I'll go with umeshtangu, there is a isalpha() in ctype.h, you might want to use that.


----------



## Edge-of-chaos (Oct 14, 2008)

A long way out could be using a loop, using ascii to test if the user input contains a character. However I too think the isalpha thing could work.


----------



## j_h (Oct 15, 2008)

*www.opengroup.org/onlinepubs/009695399/functions/isalpha.html


----------



## Edge-of-chaos (Oct 15, 2008)

this link is good, but doesn't seem to have an example. Could help if theres a sample validation code that someone could share or point to


----------



## dkverma87 (Oct 16, 2008)

use "switch" statement instead of "if" and display a massege "not a valid choice" in default case.


----------



## aditya.shevade (Oct 18, 2008)

Most simple method. Use edit sets... now google to know what is edit set. OR, search in forum. Some other aditya has posted a tut about it...


----------



## dheeraj_kumar (Oct 18, 2008)

^^ What are edit sets? googling didnt produce any results. The term is too generic.


----------



## aditya.shevade (Oct 19, 2008)

^^ Okay... I did the searching. And guess what, I found it in the forum as I said. Look for the other adityas in the forum.

Check this first, 

*www.thinkdigit.com/forum/showthread.php?t=71047&highlight=edit+set

then 

*blog.aditech.info/edit-set

Enjoy....


----------



## dheeraj_kumar (Oct 19, 2008)

^^ Thanks! I saved the entire thread - looks like it could be useful!


----------



## aditya.shevade (Oct 19, 2008)

It is helpful... a lot.


----------

**Available data**
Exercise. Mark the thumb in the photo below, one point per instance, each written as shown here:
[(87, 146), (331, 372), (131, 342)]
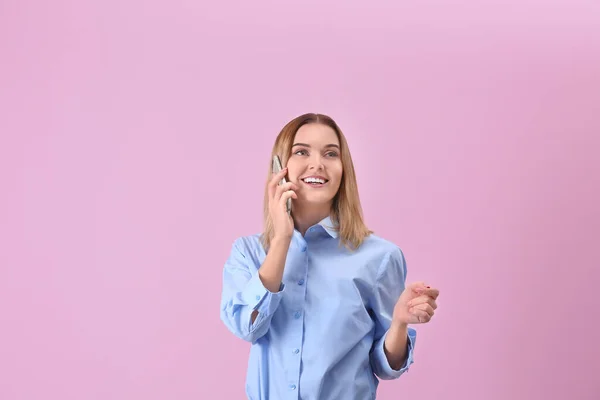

**Problems and tasks**
A. According to the forum thread, which header file contains isalpha()?
B. Please write out the part of the forum thread from "## aditya.shevade (Oct 18, 2008)" to "dheeraj_kumar (Oct 18, 2008)".
The data is separate material and has no connection to the forum thread.

**The replies**
A. ctype.h

B.
## aditya.shevade (Oct 18, 2008)

Most simple method. Use edit sets... now google to know what is edit set. OR, search in forum. Some other aditya has posted a tut about it...


----------



## dheeraj_kumar (Oct 18, 2008)